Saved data

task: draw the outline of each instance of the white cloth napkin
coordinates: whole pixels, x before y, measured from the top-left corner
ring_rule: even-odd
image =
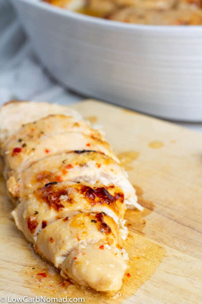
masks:
[[[0,106],[11,99],[68,104],[81,98],[48,77],[7,0],[0,0]]]

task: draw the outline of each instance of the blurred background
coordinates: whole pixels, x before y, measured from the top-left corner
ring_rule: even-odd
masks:
[[[0,105],[12,99],[68,104],[78,102],[84,97],[93,97],[93,94],[79,95],[79,83],[78,90],[76,83],[74,85],[73,92],[52,77],[33,50],[21,23],[11,3],[0,0]],[[99,97],[111,101],[110,98],[102,98],[101,94]],[[134,104],[132,107],[124,103],[121,105],[139,110]],[[174,120],[175,123],[202,132],[202,123]]]

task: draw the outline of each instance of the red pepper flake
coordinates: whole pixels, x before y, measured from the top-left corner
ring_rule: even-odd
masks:
[[[66,221],[68,221],[68,219],[69,218],[68,216],[66,216],[66,217],[65,217],[63,219],[63,220],[64,222],[66,222]]]
[[[42,229],[44,229],[47,226],[47,221],[42,221],[42,223],[41,224],[41,227],[42,227]]]
[[[12,154],[12,156],[14,156],[15,155],[17,155],[22,150],[21,148],[14,148],[13,150],[13,152]]]
[[[66,174],[68,172],[68,171],[67,170],[66,170],[66,169],[65,169],[63,168],[62,169],[62,174],[64,174],[64,175],[65,175],[65,174]]]
[[[49,242],[49,243],[53,243],[53,242],[54,242],[54,240],[52,237],[50,237],[49,238],[48,242]]]
[[[47,275],[45,272],[38,272],[37,275],[40,275],[43,278],[46,278],[47,276]]]
[[[31,233],[34,233],[38,224],[36,218],[34,215],[29,215],[27,217],[27,226]]]
[[[65,168],[67,169],[72,169],[73,166],[71,164],[68,164],[66,165]]]
[[[57,181],[63,181],[63,178],[61,176],[56,176],[55,179]]]

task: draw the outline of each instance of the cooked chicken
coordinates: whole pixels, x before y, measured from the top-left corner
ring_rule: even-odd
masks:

**REQUIREMENT:** Print every row above verbatim, omitting the picture.

**THE OUTPUT:**
task: draw the outline of each instance of the white cloth napkin
coordinates: whole pixels, x before y, measured from the top-left corner
ring_rule: even-odd
image =
masks:
[[[0,106],[11,99],[68,104],[81,98],[48,77],[7,0],[0,0]]]

task: draw the outline of each instance of the blurred background
coordinates: whole pixels, x before y, measured from the top-left corner
ring_rule: even-odd
masks:
[[[0,105],[12,99],[68,104],[78,102],[84,97],[93,97],[93,94],[79,95],[79,83],[78,90],[76,83],[74,85],[73,92],[52,77],[33,50],[21,23],[11,3],[0,0]],[[99,97],[111,101],[110,98],[102,98],[101,94]],[[134,104],[132,107],[124,103],[121,105],[139,110]],[[174,120],[175,123],[202,132],[202,123]]]

task: draw the outline of each instance of the red pepper flake
coordinates: whole pixels, x before y, measured from the top-left corner
ring_rule: even-odd
masks:
[[[66,221],[68,221],[68,219],[69,218],[68,216],[66,216],[66,217],[65,217],[63,219],[63,220],[64,222],[66,222]]]
[[[42,229],[44,229],[47,226],[47,221],[42,221],[42,223],[41,224],[41,227],[42,227]]]
[[[12,154],[12,156],[14,156],[15,155],[17,155],[22,150],[21,148],[14,148],[13,150],[13,152]]]
[[[66,174],[68,172],[68,171],[67,170],[66,170],[66,169],[65,169],[63,168],[62,169],[62,174],[64,174],[64,175],[65,175],[65,174]]]
[[[49,242],[49,243],[53,243],[53,242],[54,242],[54,240],[52,237],[50,237],[49,238],[48,242]]]
[[[47,275],[45,272],[38,272],[37,275],[40,275],[43,278],[46,278],[47,276]]]
[[[31,233],[34,233],[38,224],[36,218],[34,215],[29,215],[27,217],[27,226]]]
[[[65,168],[67,169],[72,169],[73,166],[71,164],[68,164],[66,165]]]
[[[57,181],[63,181],[63,178],[61,176],[56,176],[55,179]]]

task: draw the outline of each instance of the cooked chicken
coordinates: whole pixels, x before y, measured from the top-left corner
ring_rule: even-odd
masks:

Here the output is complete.